Segmentation annotation records:
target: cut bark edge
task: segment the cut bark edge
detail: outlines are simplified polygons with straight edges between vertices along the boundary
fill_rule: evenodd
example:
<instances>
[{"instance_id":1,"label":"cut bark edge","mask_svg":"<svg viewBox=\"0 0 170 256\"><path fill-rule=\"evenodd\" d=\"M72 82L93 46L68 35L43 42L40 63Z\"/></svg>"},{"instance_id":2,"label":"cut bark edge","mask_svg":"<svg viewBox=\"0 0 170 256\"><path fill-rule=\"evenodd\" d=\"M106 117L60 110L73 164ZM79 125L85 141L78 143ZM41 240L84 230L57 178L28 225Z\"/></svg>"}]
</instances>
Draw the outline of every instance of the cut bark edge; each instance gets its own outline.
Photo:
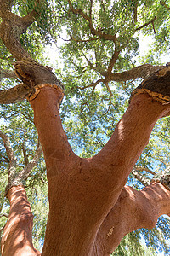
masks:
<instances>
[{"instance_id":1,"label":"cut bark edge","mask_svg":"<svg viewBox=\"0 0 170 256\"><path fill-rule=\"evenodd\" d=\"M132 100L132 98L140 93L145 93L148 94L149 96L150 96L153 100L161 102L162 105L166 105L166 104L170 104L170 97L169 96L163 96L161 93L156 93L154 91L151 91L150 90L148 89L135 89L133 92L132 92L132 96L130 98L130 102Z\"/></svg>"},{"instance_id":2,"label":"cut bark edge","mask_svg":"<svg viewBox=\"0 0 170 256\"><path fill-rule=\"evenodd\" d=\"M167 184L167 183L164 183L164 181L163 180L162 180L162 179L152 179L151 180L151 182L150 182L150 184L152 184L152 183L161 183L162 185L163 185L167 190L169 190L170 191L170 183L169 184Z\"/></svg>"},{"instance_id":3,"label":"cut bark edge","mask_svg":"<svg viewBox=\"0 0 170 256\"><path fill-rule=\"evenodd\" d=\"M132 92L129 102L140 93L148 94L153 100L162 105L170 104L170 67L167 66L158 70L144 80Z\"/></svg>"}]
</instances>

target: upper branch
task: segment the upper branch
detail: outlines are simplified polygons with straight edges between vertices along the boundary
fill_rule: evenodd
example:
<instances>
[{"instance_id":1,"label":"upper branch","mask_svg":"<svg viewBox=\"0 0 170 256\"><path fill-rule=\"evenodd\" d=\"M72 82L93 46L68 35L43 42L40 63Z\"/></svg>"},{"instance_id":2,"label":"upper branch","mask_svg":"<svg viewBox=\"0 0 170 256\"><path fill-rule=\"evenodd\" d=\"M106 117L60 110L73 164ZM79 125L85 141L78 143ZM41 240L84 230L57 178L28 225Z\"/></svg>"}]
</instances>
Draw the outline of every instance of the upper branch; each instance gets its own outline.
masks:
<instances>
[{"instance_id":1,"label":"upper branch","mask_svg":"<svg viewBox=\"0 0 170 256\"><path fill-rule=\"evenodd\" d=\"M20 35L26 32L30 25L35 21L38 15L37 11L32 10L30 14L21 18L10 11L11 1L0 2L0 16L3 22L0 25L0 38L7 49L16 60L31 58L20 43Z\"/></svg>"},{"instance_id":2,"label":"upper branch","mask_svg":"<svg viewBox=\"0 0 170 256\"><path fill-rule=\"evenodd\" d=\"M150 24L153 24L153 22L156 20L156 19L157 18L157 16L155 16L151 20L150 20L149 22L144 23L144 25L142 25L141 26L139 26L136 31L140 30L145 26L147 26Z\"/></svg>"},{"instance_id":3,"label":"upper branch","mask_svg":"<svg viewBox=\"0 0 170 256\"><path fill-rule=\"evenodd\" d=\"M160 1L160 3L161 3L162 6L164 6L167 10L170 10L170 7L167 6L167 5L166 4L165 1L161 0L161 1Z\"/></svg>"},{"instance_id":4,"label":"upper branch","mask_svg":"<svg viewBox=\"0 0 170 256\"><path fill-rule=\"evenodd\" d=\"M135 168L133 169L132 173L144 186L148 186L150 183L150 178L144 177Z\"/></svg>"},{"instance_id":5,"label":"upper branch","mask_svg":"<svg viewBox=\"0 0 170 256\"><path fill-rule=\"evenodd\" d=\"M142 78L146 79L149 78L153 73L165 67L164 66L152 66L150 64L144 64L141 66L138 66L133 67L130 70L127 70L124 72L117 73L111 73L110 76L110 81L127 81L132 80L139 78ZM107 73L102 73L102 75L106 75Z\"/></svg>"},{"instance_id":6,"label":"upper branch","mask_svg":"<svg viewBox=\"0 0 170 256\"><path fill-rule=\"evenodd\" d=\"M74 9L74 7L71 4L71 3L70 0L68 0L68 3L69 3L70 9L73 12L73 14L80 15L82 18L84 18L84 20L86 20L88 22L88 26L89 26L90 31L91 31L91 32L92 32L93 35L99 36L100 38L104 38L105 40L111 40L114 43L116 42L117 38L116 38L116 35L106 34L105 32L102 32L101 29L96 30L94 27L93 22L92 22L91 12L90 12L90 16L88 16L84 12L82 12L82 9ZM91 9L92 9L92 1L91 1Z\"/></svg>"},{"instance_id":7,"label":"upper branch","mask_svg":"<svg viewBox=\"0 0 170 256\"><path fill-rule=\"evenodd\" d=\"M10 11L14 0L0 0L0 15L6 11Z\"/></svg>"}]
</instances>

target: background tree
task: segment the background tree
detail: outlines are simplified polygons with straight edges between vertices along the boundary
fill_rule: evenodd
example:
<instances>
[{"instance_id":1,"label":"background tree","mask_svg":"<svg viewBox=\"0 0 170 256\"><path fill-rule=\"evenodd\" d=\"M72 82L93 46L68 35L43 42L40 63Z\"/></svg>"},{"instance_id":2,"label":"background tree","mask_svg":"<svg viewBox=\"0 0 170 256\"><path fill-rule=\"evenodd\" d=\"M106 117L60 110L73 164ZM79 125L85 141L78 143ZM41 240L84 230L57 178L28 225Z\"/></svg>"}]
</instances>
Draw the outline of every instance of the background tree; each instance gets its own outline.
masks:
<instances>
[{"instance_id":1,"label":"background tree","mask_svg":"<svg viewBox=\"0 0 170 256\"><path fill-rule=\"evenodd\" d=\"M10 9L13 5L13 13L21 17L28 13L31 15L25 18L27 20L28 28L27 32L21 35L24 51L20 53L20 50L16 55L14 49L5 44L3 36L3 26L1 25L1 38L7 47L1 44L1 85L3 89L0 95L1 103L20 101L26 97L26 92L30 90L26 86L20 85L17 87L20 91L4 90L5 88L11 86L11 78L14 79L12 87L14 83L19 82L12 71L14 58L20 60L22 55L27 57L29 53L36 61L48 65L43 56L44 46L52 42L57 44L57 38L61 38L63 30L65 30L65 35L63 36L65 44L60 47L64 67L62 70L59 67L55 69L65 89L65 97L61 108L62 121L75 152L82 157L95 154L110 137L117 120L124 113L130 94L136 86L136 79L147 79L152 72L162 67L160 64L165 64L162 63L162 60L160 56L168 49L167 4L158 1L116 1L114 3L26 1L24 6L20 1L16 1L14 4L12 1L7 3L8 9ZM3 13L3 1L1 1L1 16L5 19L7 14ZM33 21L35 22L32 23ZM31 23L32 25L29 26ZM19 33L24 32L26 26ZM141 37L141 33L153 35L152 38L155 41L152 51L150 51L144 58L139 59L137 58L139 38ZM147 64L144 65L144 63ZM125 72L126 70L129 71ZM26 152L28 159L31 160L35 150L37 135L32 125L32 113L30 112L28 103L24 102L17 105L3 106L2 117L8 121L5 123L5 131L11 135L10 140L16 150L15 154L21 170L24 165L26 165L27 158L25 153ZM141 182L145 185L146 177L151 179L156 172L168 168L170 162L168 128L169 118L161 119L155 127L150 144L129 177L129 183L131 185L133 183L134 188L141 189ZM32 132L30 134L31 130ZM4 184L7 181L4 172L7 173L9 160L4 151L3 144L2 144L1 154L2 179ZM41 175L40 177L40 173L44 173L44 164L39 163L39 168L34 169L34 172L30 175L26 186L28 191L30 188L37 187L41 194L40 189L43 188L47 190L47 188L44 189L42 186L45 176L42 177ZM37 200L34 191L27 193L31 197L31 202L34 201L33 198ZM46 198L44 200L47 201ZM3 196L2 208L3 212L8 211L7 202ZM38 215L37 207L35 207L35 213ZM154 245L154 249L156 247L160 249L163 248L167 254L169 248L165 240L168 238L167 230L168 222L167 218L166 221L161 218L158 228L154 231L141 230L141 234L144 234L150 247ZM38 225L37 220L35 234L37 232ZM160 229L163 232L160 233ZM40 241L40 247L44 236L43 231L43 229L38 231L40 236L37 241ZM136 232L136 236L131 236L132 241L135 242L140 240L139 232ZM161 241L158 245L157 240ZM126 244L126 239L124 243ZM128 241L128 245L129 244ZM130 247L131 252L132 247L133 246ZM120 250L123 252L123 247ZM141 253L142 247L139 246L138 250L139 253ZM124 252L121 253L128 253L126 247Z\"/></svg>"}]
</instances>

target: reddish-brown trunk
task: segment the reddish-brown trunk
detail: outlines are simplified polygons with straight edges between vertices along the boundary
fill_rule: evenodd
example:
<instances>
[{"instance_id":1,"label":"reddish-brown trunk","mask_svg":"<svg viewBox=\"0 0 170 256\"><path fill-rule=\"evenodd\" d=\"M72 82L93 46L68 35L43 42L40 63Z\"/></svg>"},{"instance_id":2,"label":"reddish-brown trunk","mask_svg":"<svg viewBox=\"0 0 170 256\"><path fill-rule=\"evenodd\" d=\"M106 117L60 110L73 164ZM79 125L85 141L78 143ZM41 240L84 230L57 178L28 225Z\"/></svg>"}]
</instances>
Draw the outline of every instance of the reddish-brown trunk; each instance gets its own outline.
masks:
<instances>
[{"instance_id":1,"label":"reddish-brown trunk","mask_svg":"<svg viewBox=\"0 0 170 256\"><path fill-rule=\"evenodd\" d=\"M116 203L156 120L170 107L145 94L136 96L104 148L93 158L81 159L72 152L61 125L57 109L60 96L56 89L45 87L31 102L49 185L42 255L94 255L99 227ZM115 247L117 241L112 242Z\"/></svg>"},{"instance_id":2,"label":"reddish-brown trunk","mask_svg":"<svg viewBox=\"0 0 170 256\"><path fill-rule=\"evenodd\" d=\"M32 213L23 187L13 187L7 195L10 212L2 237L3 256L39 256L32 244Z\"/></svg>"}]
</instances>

==

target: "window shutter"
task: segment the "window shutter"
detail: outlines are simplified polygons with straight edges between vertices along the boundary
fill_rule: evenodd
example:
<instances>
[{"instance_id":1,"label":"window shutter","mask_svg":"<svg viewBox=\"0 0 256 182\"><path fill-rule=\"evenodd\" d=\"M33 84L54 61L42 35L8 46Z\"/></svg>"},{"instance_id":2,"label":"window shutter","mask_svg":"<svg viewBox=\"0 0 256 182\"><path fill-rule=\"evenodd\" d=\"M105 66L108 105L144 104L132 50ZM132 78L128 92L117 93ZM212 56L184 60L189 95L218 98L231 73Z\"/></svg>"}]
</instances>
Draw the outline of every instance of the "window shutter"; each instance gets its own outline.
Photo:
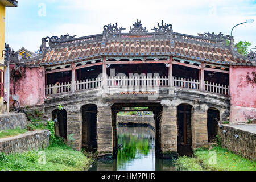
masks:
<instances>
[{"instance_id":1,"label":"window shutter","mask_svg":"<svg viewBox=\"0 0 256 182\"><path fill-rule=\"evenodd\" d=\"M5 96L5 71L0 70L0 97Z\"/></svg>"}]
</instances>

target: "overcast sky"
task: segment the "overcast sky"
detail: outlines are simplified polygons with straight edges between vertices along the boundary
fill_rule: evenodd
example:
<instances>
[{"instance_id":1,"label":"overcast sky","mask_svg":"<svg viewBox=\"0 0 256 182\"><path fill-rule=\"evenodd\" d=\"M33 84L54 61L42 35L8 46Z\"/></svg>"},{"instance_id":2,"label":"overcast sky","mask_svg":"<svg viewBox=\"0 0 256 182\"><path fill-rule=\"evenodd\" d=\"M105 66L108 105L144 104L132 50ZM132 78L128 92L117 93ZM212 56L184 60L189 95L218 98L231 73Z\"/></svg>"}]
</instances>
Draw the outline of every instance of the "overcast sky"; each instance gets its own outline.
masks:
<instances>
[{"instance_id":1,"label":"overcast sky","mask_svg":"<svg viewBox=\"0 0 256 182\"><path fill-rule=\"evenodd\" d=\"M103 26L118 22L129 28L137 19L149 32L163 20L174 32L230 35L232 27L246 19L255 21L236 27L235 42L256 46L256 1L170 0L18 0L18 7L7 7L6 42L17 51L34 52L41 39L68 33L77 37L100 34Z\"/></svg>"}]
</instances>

- _STATED TASK_: List every line of the entries that contains the word "gets", treating uppercase and lowercase as different.

- _REPLY_:
Draw the outline of every instance of the cut bark edge; each instance gets its own outline.
Draw the outline of every instance of the upper branch; each instance gets its own outline.
Draw the outline of every instance of the background tree; each instance gets its own outline.
Draw the outline of every instance of the reddish-brown trunk; each instance gets its own outline.
Draw the outline of every instance of the "window shutter"; each instance gets its own outline.
Draw the outline of every instance of the "overcast sky"; each instance gets its own outline.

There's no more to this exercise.